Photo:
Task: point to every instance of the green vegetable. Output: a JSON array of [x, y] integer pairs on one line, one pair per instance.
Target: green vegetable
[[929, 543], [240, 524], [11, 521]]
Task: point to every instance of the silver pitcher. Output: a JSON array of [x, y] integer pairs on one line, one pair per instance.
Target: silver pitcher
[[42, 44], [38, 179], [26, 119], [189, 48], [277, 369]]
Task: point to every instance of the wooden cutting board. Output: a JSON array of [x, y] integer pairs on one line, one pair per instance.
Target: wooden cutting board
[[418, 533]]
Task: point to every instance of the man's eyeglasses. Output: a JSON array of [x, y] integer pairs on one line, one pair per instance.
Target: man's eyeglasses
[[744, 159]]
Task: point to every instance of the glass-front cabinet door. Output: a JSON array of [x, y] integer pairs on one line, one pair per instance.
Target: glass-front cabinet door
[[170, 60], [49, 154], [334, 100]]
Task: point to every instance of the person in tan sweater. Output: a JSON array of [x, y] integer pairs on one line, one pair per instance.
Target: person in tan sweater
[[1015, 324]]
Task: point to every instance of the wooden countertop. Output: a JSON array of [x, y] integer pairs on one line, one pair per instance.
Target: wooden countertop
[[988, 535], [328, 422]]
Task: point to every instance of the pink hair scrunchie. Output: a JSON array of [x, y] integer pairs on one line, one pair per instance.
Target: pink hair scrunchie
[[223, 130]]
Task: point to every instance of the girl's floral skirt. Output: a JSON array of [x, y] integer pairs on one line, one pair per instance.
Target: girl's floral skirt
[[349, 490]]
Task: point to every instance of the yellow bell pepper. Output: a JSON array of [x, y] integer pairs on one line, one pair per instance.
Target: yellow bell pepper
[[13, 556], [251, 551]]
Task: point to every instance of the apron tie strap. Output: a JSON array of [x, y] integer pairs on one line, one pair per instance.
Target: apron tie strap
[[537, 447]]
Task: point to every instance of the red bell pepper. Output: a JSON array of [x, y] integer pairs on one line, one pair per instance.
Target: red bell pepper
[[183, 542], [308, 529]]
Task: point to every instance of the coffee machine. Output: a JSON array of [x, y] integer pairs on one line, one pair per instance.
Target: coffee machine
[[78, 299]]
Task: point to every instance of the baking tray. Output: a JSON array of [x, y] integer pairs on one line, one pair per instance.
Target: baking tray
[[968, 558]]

**What you need to do:**
Express the items above as a two-column CSV with the headers item_text and answer. Give one row per item, put each value in a single quoted field with line breaks replaced by spaces, begin at the line that contains "Task: point to every instance of the silver", and stop after the line that contains "[[744, 159]]".

**Task answer:**
item_text,answer
"Task: point to every instance of the silver pitcher. Output: a JSON array of [x, y] integer pairs on one line, one pair per instance. Target: silver pitcher","[[42, 44], [38, 179], [26, 119], [189, 48], [277, 369]]"
"Task: point to every instance of the wooden cutting board. Output: a JSON array of [x, y] integer pairs on one line, one pair per instance. Target: wooden cutting board","[[418, 533]]"
"Task: point to every instance of the man's eyeglasses. Output: a JSON array of [x, y] integer pairs on one line, one pair per instance. Target: man's eyeglasses","[[744, 159]]"